* [Data excerpts]
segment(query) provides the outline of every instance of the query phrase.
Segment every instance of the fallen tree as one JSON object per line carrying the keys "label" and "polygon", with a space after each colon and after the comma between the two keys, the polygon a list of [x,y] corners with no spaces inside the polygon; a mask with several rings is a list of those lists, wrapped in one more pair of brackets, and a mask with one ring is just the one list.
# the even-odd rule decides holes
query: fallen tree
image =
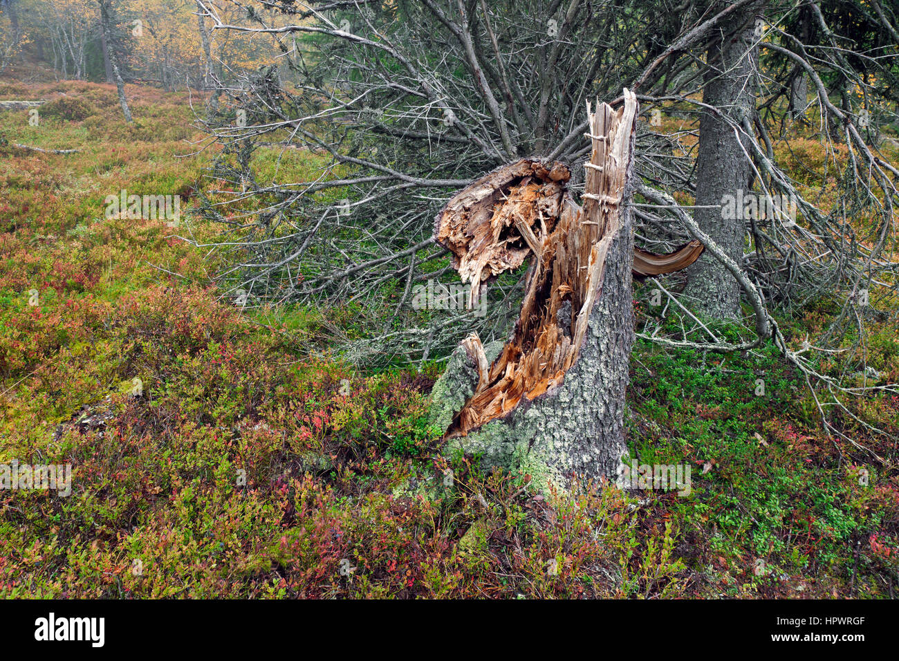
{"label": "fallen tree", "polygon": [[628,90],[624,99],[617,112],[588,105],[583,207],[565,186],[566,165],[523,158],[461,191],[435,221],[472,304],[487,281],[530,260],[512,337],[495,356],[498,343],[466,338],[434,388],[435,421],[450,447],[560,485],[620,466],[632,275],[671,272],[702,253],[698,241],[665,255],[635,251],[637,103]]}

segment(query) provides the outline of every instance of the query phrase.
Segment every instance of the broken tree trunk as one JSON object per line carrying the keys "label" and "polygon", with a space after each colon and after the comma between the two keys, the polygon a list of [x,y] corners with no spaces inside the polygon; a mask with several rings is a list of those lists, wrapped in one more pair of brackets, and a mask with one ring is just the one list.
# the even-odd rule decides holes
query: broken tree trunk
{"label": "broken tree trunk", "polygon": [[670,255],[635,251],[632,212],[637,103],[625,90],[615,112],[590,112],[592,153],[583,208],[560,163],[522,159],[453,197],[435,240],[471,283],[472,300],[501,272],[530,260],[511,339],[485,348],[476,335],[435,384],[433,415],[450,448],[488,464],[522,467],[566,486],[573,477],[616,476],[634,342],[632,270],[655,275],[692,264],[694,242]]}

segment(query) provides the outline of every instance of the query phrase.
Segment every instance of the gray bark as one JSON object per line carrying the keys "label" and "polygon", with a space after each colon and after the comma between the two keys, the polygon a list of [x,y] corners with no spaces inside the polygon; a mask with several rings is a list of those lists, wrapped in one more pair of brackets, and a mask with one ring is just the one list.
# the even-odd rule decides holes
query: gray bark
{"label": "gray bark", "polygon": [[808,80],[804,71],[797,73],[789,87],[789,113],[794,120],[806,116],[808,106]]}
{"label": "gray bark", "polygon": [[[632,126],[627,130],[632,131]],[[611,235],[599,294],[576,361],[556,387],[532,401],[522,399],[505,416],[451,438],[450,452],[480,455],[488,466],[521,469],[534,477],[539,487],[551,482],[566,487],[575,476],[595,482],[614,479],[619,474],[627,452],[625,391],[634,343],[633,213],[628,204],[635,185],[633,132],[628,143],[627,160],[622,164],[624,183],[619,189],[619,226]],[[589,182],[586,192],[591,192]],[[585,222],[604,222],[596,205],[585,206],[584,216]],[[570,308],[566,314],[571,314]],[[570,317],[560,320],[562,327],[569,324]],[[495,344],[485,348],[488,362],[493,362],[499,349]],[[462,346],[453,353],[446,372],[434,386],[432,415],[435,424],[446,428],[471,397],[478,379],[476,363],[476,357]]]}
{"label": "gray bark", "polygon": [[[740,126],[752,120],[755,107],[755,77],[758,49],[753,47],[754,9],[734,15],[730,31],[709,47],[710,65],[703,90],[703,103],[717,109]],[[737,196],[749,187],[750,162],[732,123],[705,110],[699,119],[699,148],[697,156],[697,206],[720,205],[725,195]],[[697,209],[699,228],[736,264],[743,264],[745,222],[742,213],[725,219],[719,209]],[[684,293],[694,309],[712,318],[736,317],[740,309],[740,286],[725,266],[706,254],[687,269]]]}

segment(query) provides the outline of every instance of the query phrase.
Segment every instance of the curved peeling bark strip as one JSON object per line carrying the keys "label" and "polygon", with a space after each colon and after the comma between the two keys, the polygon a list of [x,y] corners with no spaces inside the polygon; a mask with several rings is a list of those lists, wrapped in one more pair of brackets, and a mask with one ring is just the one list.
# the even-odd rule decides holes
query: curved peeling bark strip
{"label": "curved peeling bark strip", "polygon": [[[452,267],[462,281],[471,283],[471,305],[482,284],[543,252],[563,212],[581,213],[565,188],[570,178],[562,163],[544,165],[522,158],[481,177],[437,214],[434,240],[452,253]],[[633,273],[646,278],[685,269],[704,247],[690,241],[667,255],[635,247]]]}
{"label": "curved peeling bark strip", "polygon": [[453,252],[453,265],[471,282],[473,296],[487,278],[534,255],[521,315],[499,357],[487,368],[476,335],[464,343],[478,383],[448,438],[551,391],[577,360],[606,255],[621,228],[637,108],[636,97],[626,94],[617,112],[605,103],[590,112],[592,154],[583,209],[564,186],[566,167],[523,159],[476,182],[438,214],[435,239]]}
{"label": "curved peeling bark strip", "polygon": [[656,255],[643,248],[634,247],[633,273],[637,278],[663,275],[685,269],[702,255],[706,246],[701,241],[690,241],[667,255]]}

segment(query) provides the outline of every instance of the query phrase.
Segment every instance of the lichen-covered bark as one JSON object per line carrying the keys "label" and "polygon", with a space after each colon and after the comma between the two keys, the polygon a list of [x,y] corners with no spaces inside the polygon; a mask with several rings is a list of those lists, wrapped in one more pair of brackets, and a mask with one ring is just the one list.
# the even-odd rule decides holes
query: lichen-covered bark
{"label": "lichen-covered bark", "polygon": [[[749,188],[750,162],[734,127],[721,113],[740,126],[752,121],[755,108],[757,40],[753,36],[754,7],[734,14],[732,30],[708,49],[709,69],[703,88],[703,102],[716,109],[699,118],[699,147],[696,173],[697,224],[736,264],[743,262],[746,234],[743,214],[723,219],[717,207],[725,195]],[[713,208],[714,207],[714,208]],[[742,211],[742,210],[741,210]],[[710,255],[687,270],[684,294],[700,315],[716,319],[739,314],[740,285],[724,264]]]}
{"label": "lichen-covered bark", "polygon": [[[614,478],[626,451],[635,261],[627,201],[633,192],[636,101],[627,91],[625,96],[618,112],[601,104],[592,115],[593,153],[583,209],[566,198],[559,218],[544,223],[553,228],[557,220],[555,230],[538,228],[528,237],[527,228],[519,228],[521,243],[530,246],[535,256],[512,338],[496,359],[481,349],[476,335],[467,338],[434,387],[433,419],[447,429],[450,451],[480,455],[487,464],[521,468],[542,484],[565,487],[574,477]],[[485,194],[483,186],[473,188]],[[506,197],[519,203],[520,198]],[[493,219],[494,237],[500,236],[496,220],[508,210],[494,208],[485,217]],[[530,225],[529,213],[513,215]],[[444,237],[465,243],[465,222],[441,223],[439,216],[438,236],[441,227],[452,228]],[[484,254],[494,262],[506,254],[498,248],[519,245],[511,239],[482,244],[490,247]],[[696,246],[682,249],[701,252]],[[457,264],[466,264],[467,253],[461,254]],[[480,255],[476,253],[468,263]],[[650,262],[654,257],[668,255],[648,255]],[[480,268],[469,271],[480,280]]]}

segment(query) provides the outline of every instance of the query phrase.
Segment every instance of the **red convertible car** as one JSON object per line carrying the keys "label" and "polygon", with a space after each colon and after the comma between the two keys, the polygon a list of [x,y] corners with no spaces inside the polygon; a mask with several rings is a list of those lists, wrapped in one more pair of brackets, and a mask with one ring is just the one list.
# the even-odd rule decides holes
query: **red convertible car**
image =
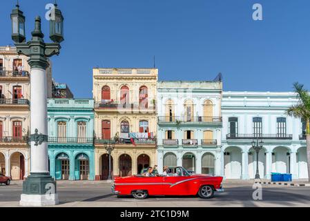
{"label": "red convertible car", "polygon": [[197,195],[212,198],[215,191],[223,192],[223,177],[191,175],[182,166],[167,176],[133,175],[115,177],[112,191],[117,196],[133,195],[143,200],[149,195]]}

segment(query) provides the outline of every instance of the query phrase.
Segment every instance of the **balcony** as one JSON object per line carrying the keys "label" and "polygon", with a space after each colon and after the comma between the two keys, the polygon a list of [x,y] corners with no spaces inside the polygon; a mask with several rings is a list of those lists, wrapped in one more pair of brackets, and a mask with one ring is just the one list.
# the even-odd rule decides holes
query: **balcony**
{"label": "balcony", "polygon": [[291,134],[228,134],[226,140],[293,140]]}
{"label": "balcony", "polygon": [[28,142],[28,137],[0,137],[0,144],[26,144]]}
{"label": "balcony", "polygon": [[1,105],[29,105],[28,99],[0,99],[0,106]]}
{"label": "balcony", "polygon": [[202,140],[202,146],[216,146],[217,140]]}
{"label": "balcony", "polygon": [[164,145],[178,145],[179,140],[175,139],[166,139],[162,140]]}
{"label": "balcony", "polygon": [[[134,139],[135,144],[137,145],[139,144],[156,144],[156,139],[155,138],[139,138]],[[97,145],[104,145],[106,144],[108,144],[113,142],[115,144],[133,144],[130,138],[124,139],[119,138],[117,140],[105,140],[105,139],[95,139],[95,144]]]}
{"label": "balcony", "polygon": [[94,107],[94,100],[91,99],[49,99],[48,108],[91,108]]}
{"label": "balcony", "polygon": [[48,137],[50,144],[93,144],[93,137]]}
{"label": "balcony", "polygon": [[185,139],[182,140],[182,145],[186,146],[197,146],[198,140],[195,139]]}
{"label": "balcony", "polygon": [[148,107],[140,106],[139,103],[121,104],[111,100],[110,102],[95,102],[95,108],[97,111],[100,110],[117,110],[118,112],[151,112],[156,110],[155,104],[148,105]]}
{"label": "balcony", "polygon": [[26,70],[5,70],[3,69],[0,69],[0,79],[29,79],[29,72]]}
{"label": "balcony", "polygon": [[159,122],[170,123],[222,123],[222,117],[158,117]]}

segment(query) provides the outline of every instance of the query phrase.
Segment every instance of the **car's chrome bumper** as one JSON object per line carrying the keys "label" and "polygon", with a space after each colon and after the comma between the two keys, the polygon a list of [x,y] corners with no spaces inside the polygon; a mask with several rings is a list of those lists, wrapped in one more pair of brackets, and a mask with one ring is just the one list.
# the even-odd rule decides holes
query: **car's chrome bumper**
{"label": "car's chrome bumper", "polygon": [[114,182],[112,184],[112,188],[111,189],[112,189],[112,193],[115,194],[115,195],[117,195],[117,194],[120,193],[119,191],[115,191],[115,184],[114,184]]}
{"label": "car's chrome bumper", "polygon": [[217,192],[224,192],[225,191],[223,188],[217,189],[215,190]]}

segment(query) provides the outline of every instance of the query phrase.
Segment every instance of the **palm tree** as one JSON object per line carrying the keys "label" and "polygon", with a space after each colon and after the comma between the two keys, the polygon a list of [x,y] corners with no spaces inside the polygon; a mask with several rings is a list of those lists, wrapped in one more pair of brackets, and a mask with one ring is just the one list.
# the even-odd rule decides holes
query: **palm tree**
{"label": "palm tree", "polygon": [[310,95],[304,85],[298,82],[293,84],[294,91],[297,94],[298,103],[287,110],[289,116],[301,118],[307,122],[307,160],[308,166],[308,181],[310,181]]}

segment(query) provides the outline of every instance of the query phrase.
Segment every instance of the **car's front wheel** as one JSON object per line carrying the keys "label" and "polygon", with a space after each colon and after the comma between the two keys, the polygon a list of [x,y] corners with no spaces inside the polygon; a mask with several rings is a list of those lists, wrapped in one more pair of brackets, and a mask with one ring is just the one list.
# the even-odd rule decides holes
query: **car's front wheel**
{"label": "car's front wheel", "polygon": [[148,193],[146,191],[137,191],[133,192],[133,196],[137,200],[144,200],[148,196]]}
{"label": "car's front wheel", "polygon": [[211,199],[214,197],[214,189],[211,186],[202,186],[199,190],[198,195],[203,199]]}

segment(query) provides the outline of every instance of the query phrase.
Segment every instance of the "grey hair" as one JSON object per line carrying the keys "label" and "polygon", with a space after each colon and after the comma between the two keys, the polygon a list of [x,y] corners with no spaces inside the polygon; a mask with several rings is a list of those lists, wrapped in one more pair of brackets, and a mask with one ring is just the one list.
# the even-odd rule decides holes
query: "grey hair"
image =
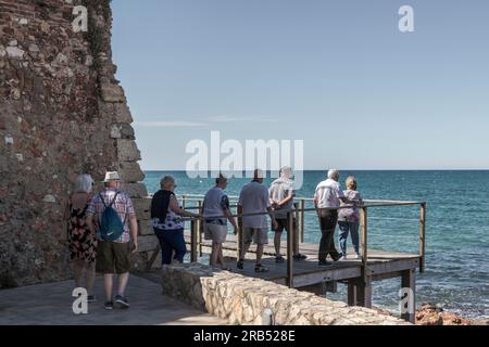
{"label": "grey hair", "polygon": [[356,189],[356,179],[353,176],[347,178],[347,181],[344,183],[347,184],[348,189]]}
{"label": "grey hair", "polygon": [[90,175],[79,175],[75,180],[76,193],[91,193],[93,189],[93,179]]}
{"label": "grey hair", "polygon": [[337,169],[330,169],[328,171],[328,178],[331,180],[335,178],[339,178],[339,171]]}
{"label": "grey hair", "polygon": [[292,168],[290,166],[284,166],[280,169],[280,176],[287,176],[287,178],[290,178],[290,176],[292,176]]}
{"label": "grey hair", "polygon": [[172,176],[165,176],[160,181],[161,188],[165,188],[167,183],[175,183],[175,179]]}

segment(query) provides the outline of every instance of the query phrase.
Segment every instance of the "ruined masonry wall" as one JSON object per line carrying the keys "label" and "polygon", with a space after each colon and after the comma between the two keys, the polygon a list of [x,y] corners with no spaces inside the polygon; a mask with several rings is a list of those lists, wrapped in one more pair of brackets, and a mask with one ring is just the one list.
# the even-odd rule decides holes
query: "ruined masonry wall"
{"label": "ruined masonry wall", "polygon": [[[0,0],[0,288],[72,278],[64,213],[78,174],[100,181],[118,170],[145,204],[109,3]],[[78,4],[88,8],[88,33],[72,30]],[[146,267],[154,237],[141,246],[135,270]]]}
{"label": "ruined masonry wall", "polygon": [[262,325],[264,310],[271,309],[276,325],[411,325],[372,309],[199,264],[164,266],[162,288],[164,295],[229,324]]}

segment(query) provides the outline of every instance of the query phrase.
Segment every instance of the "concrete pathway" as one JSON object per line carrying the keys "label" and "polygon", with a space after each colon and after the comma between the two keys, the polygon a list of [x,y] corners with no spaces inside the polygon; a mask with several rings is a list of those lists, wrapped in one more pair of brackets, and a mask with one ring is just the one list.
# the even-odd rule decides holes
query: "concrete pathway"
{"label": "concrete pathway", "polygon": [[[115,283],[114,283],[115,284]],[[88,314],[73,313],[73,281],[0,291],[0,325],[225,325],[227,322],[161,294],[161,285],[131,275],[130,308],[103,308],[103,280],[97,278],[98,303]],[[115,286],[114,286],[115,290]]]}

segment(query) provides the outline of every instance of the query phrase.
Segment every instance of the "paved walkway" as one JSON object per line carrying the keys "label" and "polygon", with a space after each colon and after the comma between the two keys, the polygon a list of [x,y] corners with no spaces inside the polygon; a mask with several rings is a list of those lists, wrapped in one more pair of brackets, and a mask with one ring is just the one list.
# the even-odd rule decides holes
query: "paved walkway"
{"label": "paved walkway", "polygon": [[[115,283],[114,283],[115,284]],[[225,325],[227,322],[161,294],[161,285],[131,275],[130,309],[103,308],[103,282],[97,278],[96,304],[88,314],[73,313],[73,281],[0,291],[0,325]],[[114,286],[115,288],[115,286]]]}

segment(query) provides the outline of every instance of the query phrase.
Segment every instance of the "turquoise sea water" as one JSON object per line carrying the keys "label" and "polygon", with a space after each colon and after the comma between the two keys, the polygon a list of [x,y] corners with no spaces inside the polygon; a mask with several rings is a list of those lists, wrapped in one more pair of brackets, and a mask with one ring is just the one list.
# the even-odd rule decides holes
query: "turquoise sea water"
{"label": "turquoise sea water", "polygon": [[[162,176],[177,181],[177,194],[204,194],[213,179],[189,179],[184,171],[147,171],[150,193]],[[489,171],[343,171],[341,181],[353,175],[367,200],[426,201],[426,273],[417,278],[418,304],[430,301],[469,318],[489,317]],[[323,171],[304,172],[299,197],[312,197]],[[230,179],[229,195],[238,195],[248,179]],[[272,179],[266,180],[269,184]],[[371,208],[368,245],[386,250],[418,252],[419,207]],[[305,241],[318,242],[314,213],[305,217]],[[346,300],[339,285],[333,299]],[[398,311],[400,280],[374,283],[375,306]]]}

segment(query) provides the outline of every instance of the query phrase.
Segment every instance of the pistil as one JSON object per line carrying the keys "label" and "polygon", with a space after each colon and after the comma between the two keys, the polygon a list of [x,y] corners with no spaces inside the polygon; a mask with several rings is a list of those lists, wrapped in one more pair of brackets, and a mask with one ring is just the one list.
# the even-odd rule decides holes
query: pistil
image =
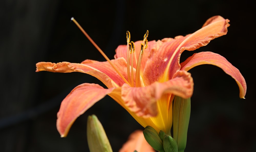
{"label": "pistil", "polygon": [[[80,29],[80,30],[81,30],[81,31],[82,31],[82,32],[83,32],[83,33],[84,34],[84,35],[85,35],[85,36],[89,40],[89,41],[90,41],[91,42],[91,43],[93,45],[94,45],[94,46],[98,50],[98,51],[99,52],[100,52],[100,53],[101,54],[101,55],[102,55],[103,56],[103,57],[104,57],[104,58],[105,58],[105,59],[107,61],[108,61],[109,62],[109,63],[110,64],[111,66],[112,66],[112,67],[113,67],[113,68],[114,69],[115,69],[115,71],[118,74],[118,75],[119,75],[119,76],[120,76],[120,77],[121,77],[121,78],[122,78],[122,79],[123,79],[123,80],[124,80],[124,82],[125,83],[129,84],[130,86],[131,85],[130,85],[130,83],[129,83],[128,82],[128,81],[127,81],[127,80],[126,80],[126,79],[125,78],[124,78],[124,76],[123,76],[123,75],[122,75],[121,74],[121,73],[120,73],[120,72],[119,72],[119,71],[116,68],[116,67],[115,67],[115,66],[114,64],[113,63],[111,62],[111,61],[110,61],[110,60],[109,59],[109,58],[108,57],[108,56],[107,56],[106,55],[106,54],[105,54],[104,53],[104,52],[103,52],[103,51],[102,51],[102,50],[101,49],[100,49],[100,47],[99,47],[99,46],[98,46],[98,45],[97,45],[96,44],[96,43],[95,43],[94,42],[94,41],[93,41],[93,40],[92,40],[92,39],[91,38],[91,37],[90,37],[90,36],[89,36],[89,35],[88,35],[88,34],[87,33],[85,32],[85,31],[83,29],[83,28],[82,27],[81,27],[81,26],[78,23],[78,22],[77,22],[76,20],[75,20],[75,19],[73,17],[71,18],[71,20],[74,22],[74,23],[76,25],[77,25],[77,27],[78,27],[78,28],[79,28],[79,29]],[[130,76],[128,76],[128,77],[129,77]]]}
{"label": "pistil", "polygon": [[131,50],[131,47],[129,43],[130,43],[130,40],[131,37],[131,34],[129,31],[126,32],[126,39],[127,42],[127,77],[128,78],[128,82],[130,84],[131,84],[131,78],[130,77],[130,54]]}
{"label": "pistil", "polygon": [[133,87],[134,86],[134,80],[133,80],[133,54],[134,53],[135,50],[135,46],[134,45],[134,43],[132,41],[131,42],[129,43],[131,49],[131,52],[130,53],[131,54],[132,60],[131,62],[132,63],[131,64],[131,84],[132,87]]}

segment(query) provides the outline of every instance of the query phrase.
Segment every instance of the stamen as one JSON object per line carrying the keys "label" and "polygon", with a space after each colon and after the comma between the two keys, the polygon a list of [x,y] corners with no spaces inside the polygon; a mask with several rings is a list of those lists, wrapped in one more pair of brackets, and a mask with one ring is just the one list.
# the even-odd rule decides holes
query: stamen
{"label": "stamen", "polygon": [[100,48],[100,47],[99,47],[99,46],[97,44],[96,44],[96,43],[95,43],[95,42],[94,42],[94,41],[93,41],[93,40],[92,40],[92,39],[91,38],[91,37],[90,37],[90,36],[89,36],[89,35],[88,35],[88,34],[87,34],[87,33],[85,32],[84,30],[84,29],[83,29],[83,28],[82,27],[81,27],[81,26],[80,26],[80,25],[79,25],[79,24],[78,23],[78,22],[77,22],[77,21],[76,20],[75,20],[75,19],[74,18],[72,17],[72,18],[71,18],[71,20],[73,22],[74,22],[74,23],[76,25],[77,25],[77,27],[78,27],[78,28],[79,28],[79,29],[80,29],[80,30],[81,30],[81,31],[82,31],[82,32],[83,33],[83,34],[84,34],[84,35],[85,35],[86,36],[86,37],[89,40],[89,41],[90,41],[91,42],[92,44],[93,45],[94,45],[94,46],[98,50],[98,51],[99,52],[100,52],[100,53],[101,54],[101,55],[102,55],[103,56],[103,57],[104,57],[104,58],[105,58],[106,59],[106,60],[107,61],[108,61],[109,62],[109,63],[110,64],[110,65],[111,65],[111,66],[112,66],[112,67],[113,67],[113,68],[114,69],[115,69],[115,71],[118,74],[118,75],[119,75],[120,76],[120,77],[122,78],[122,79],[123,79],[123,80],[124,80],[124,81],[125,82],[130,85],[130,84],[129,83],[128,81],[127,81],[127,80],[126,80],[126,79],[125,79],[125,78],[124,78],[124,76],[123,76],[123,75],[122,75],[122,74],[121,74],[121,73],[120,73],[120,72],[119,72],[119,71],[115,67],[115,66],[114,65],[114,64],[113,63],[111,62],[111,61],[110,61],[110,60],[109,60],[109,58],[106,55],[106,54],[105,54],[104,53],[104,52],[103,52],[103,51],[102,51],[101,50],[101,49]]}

* [Problem requirements]
Determine how many lines of the records contain the string "concrete", with case counting, and give only that number.

* [Complete output]
3